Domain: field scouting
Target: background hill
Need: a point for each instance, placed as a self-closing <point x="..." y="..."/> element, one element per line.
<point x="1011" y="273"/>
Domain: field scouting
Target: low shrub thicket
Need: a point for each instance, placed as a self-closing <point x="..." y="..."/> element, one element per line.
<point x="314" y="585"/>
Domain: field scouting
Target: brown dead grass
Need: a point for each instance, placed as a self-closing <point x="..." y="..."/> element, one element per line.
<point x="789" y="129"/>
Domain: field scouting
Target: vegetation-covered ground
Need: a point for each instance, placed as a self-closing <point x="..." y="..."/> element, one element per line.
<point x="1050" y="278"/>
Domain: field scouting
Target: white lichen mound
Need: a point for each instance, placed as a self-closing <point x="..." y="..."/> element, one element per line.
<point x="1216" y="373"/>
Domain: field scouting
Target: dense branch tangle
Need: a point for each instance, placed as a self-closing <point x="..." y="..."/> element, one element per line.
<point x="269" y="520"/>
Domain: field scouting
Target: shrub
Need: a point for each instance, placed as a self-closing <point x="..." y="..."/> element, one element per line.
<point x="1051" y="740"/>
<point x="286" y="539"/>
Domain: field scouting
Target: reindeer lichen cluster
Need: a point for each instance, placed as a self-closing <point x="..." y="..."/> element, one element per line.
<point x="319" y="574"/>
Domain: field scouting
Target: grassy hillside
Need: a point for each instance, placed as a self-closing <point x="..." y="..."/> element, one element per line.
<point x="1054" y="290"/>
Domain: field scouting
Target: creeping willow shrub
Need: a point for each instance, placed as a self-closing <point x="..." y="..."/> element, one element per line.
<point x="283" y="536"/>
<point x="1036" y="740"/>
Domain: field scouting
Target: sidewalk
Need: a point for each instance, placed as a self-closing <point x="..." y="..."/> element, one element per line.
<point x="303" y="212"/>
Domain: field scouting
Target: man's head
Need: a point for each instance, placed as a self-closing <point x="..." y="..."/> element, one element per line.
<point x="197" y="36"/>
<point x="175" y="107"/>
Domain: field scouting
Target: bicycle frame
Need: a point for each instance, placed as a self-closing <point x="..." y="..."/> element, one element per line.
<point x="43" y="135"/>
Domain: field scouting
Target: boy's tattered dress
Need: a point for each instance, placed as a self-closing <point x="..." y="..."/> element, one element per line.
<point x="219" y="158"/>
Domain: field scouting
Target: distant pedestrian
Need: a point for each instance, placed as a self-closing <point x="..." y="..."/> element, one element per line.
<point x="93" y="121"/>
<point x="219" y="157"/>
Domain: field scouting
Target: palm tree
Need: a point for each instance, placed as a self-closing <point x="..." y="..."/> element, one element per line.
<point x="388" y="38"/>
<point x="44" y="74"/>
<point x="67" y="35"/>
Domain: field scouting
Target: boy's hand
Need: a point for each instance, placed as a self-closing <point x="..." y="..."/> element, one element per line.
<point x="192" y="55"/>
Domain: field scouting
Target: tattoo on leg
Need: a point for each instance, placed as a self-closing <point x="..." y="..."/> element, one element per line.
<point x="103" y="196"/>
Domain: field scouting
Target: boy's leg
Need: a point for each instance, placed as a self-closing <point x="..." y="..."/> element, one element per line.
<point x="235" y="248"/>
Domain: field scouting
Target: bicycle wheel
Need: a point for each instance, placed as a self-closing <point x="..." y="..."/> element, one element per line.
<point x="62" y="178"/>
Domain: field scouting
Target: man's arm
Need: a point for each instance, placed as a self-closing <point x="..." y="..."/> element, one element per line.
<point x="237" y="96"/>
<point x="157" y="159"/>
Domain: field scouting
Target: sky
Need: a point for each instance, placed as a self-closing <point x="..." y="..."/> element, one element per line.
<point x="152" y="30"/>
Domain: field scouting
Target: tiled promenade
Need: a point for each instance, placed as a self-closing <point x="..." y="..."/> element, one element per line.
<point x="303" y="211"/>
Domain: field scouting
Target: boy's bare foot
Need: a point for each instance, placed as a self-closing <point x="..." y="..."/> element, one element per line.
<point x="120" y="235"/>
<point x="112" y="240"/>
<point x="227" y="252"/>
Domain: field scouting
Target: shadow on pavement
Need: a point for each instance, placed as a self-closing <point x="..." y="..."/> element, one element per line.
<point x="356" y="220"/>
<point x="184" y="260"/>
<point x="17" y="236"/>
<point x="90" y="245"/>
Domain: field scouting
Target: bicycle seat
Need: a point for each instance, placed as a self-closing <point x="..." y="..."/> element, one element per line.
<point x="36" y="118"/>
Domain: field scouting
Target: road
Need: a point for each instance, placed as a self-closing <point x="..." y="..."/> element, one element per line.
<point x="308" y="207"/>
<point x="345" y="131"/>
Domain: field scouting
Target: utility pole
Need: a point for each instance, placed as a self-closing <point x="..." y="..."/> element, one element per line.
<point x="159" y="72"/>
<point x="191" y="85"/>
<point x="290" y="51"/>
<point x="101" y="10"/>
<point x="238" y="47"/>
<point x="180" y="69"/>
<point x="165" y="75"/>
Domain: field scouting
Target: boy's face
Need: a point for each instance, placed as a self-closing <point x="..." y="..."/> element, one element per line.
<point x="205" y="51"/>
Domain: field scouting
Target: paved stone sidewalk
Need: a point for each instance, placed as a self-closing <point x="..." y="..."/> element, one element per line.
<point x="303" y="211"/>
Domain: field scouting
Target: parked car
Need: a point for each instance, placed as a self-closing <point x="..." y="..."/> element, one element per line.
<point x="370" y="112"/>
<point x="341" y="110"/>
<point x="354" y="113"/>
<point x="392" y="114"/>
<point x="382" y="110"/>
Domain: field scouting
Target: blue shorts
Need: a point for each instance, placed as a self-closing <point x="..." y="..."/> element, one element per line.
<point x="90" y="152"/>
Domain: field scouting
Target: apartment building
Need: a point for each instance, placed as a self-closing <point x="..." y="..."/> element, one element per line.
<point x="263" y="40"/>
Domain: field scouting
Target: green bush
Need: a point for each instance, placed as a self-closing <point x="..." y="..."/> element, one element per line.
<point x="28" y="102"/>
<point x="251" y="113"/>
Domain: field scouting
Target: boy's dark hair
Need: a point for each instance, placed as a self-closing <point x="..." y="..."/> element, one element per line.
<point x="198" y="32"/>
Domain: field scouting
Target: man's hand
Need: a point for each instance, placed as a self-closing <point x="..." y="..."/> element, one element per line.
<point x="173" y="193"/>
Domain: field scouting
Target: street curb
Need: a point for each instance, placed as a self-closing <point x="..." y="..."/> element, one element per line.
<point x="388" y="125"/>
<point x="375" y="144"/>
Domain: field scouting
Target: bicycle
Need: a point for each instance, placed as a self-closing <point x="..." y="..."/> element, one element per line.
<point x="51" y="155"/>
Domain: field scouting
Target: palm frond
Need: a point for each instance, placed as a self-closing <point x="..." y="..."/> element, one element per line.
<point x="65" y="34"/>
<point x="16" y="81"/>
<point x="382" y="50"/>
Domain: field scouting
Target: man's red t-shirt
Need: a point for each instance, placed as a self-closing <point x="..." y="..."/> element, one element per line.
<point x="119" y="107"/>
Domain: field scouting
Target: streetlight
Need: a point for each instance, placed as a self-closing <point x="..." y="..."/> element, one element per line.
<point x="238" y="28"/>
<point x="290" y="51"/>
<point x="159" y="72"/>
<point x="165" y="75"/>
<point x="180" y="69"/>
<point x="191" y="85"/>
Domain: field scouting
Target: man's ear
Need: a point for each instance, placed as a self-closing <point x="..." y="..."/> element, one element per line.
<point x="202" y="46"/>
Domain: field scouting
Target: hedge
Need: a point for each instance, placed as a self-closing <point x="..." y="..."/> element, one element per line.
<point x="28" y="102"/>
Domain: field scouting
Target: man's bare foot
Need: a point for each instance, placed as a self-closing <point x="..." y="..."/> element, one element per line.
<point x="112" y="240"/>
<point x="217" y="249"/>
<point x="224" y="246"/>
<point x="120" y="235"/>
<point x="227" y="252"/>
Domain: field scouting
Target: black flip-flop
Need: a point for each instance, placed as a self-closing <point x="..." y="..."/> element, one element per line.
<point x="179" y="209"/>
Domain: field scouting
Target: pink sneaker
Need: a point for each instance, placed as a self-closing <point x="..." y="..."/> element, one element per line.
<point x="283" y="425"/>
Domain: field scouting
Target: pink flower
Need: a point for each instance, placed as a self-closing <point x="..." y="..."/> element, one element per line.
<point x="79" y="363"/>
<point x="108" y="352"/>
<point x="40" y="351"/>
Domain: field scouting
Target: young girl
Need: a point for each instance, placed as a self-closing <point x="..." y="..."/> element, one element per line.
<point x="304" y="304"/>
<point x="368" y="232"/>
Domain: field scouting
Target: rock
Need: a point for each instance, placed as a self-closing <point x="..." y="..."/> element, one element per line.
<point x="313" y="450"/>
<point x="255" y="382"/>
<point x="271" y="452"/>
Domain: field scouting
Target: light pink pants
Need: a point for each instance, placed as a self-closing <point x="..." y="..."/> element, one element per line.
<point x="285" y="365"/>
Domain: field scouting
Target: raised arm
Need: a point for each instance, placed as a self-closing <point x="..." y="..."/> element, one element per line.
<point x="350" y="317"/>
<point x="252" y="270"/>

[PROBLEM]:
How many lines in the records contain the word "lichen"? Case counts. Reply with the number only.

[FINISHED TASK]:
2